COMPITI ED ESERCIZI:
**1)** Rispondi a queste domande sull'articolo dedicato all'occupazione dell'immobile a Celadina:
(a) Quale risarcimento ha chiesto il Comune?
(b) Quando si terrà la prima udienza?
(c) In che anno gli abitanti hanno lasciato l'immobile?
**2)** Trascrivi senza alcuna modifica il passo dell'articolo sull'occupazione a Celadina che si apre con le parole "Rispetto infatti al" e si chiude con "ripagato abbondantemente l'Amministrazione.".
**3)** Vai avanti con l'articolo sull'occupazione dell'immobile a Celadina, riprendendo dopo la sua ultima frase.

BRANO PER ESERCIZIO:
━━━━━━━━━━

Occupazione dell'immobile a Celadina, gli attivisti: «Al Comune non dobbiamo alcun risarcimento»
Palazzo Frizzoni ha chiesto 15mila euro per danni materiali e morali, ma il comitato sostiene di aver fatto risparmiare soldi
Dopo il rinvio a giudizio per i cinque attivisti che avevano occupato le case di via Monte Grigna 11 a Bergamo e l'appello ai candidati sindaci, affinché si prendessero in carico il tema dell'emergenza abitativa, il "Comitato di lotta per la casa" è tornato a farsi sentire.
Rispetto infatti al Comune, che si è costituito parte civile (prima udienza il prossimo 19 giugno) chiedendo un risarcimento di 15mila euro, ha spiegato che, per la loro azione di riqualificazione dell'immobile e del terreno adiacente, non ritiene di dovergli nulla, anzi il lavoro e le spese che si sono dovute sostenere avrebbero già ripagato abbondantemente l'Amministrazione.
«Al Comune non dobbiamo niente»
«Con la nostra azione, paradossalmente, si è speso meno per le persone in fragilità abitativa - hanno ribadito i membri del Comitato -, quindi non dobbiamo nessun risarcimento al Comune». Intanto l’immobile, dopo che gli abitanti lo hanno lasciato nel 2020, in seguito a un'occupazione durata sei anni, è rimasto vuoto.

━━━━━━━━━━

Voci di dati salvate
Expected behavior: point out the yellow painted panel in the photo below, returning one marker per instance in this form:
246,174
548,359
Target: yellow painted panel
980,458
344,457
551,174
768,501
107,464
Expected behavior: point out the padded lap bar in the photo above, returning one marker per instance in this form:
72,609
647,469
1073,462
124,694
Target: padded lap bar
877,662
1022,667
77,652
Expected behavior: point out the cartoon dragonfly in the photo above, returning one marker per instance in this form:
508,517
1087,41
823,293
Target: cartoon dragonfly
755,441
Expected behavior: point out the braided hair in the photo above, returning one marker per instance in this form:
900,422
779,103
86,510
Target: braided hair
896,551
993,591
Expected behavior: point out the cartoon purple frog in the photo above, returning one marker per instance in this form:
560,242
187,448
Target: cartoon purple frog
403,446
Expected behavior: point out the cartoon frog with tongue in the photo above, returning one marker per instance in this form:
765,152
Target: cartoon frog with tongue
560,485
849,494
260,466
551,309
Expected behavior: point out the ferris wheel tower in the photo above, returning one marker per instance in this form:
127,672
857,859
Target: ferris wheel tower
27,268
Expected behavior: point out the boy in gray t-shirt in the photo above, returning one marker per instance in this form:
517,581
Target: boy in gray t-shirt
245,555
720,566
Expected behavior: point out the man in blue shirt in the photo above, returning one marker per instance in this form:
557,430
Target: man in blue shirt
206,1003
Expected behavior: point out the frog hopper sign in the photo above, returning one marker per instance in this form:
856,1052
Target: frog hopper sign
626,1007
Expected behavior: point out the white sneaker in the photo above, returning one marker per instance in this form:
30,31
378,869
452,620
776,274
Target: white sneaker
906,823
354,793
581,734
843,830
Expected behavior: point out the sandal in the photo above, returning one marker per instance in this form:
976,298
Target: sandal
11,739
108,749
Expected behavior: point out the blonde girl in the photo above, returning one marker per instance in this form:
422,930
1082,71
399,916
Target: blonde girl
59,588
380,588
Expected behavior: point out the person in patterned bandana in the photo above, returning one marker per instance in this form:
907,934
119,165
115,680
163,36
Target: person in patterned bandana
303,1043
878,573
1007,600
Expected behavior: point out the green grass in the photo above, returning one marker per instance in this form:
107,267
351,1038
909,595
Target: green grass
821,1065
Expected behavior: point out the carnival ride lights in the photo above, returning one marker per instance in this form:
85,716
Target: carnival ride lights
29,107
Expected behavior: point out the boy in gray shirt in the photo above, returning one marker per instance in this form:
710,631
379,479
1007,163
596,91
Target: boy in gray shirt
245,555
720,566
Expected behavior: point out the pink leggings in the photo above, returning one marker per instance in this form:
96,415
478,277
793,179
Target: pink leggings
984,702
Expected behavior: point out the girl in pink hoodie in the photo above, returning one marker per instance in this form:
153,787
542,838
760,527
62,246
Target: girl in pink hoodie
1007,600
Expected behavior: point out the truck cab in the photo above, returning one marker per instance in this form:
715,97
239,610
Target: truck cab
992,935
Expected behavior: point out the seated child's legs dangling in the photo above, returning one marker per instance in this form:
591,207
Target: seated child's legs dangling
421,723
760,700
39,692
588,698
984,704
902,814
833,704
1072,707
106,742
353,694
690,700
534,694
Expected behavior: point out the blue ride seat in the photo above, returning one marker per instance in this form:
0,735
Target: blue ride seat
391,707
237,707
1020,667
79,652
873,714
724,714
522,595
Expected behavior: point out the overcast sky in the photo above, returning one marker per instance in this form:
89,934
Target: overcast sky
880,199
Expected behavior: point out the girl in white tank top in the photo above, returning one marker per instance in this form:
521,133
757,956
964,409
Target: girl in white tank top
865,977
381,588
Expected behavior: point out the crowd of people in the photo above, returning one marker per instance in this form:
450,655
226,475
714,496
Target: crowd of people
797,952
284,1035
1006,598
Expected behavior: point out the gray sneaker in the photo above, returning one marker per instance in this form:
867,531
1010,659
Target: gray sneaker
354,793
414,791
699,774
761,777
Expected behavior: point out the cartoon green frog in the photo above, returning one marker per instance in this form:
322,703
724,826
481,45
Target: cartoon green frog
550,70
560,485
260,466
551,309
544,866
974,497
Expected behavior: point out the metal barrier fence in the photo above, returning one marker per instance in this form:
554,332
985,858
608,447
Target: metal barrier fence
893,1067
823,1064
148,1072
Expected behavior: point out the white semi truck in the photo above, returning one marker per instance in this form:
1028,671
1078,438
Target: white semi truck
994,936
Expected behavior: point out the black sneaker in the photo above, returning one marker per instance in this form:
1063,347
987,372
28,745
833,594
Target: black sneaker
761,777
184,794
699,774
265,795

━━━━━━━━━━

RISPOSTE IN ORDINE:
**1)**
(a) 15mila euro.
(b) Il prossimo 19 giugno.
(c) Nel 2020.

**2)**
Rispetto infatti al Comune, che si è costituito parte civile (prima udienza il prossimo 19 giugno) chiedendo un risarcimento di 15mila euro, ha spiegato che, per la loro azione di riqualificazione dell'immobile e del terreno adiacente, non ritiene di dovergli nulla, anzi il lavoro e le spese che si sono dovute sostenere avrebbero già ripagato abbondantemente l'Amministrazione.

**3)**
La situazione nell'immobile prima dell'occupazione
Tutto era cominciato nel 2014, quando un gruppo di attivisti aveva occupato la palazzina nel quartiere di Celadina. Si era andati avanti fino alla pandemia, sistemando e ripopolando gli spazi: nel corso del tempo, secondo quanto riportato dal Comitato, più di cinquanta persone, vittime dell’emergenza abitativa, lo hanno abitato. «L’intenzione era quella di aiutare chi non aveva una casa, supportandolo nella ricerca di un alloggio stabile. Nel corso degli anni un obiettivo politico è stato raggiunto: non solo l’immobile di via Monte Grigna 11, ma anche quello al civico 13 sono stati spostati dal piano delle alienazioni, che ne prevedeva la vendita».
Gli attivisti hanno ribadito che la loro è stata «un’azione sociale» e che dopo di loro «le case sono rimaste vuote e non certo perché le case popolari non sono necessarie, anzi: dopo la pandemia, sia nella nostra città che nella nostra provincia, trovare una casa è sempre più complicato». Inoltre, ritengono che la loro attività abbia risparmiato a Palazzo Frizzoni dei costi.
I lavori di "riqualificazione"
«Abbiamo già ripagato col nostro lavoro»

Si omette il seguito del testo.